HOW TO COMPLETE THIS TASK >>
In the discussion below about opioid withdrawal, why does one writer take loperamide the night before a day they plan to use it as a withdrawal comfort med? Answer in one to three sentences.
TEXT SEGMENT section start
Actually this is pretty much what my OP was trying to illustrate point for point, although you managed to keep it innocent and occasional for longer than most (certainly longer than me). The key is the first time you experience withdrawals, but then go back. That is the turning point, I feel.

I'm on day 3 of no opioids today. The comfort meds are a blessing. Clonidine is really useful, it takes away almost all of the physical discomfort and restlessness and helps me sleep a lot because of it. Gabapentin makes my mood actually quite positive and even euphoric. But after taking it 2 days in a row I am now going to alternate loperamide and gabapentin, since I have been addicted to gabapentin before so will get back there more easily. Today is a loperamide day and I feel decent after a clonidine. My trick with loperamide is to take it before bed the night before the day you plant to use it as a withdrawal comfort med. This is because it takes 3-4 hours or more to reach full effectiveness and if you wake up in withdrawal, 3-4 hours feels like forever and it has many times caused me to cave and go get some opiates. If you take it the night before, then you wake up "fully protected" and it lasts all day anyway, though it might wear off half way through the night so there's that to consider.
 
True, opiates have their place. And it depends on the person. For me, opiates are a lot worse than alcohol. It seems to me that a lot more people are able to use alcohol responsibly than opiates, percentage-wise. Also it's harder to become physically addicted to alcohol. My good friend has gotten drunk every single night for the last 13 years with occasionally one night off. Last year he took a week off because he was concerned he'd have withdrawals, and he felt great for the whole week. Sure wouldn't be the case for opiates! But yeah I'm not saying they don't have their place, or that some few individuals can't use them occasionally without going off the rails. One good thing about them is they don't cause damage to your organism by themselves.
disagree after almost dying from alcoholism DTs, choking on throw up, seizures, half gallon of cheap vodka every day. first and foremost a transition to sobriety is best but when weed and xanax doesn't cut it we all know mental PAIN.pain killers in general have far less organ damage/u can't die from cirrhosis from heroin and cocaine
 
Of course, yeah I totally agree that's true. Opiates are non-toxic other than if you overdose, whereas alcohol is just straight up poison and any gabaergic has the worst and most dangerous withdrawals. I'm just saying I know a whole lot more people that can just do alcohol sometimes than I do who can just do opiates sometimes. Also I've always found that I get addicted physically to opiates way easier than gabaergics, In fact even drinking every night (but never during the day) for months on end, I've never gotten withdrawals. But it was horrible for me and certainly did organ damage.
TEXT SEGMENT section end
RECORDED INFORMATION section start
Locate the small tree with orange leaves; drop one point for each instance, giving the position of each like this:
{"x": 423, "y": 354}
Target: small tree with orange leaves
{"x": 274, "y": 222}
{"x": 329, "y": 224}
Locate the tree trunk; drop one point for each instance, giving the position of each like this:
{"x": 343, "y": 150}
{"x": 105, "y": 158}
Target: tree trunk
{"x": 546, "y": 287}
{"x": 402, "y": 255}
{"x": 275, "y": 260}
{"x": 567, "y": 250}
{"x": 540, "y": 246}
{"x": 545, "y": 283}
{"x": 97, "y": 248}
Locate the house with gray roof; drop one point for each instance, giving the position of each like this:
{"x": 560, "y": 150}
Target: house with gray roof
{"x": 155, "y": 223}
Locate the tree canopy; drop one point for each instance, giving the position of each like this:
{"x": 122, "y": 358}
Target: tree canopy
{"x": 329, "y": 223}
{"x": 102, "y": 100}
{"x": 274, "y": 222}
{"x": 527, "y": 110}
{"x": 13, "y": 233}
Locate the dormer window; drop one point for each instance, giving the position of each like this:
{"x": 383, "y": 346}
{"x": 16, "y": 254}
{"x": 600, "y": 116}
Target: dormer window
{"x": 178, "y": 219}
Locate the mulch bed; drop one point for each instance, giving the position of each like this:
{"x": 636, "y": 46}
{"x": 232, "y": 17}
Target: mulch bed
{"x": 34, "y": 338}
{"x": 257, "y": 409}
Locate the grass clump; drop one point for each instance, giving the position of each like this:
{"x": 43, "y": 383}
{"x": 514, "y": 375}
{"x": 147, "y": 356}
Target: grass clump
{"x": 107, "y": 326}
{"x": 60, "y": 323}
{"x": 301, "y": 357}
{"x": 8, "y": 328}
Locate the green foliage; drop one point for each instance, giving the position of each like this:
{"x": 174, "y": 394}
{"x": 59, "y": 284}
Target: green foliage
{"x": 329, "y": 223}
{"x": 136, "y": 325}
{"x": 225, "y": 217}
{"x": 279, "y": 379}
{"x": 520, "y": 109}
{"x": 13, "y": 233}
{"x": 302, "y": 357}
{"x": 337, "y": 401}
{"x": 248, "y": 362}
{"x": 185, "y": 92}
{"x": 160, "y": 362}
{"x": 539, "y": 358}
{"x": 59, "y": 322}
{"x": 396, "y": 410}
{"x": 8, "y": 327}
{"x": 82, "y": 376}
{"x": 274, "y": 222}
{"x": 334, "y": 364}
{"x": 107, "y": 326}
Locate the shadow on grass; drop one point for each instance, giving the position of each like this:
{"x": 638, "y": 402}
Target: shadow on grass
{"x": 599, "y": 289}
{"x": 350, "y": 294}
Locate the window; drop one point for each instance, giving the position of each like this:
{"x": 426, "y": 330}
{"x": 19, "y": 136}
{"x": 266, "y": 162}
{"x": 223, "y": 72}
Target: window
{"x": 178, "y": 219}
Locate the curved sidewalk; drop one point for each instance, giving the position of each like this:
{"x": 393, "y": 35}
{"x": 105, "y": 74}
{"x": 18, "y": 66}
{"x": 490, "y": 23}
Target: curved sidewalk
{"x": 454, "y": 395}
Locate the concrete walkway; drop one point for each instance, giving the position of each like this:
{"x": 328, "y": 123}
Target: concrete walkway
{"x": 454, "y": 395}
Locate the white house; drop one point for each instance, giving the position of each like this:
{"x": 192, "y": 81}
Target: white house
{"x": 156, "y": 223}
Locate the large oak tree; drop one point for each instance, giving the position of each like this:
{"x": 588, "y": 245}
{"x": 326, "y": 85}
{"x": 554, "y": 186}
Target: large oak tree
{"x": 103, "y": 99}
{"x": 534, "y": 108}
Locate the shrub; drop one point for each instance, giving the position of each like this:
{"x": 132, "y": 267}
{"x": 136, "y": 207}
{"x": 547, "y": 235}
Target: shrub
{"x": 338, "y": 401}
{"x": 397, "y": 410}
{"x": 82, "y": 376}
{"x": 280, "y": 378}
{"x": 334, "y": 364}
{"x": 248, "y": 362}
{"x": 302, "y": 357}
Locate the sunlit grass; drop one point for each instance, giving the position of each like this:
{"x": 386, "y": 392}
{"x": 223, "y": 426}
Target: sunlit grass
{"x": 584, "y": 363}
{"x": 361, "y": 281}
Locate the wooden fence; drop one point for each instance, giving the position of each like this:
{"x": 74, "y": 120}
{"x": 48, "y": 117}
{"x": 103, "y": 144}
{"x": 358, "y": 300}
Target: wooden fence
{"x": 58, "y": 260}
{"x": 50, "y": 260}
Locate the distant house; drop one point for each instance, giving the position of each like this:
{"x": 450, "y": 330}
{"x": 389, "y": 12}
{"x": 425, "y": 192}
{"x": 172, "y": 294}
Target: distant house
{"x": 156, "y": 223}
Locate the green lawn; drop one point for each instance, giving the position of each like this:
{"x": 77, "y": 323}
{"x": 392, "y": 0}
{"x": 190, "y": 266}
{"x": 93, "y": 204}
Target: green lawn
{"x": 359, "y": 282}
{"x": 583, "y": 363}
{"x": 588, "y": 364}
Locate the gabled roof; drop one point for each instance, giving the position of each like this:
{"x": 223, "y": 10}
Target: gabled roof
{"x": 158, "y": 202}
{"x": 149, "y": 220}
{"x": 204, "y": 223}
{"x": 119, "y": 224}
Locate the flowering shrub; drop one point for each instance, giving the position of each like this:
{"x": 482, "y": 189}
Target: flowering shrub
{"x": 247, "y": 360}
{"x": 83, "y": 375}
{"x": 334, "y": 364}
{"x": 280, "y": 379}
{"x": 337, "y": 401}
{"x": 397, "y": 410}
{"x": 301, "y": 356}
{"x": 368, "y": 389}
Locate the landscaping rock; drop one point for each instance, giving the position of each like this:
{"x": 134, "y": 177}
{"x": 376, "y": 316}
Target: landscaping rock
RECORDED INFORMATION section end
SOLVED EXERCISE >>
Loperamide takes 3-4 hours or more to reach full effectiveness. Waiting that long after waking in withdrawal feels like forever and has often led the writer to cave and get opiates. Taking it the night before means waking up "fully protected."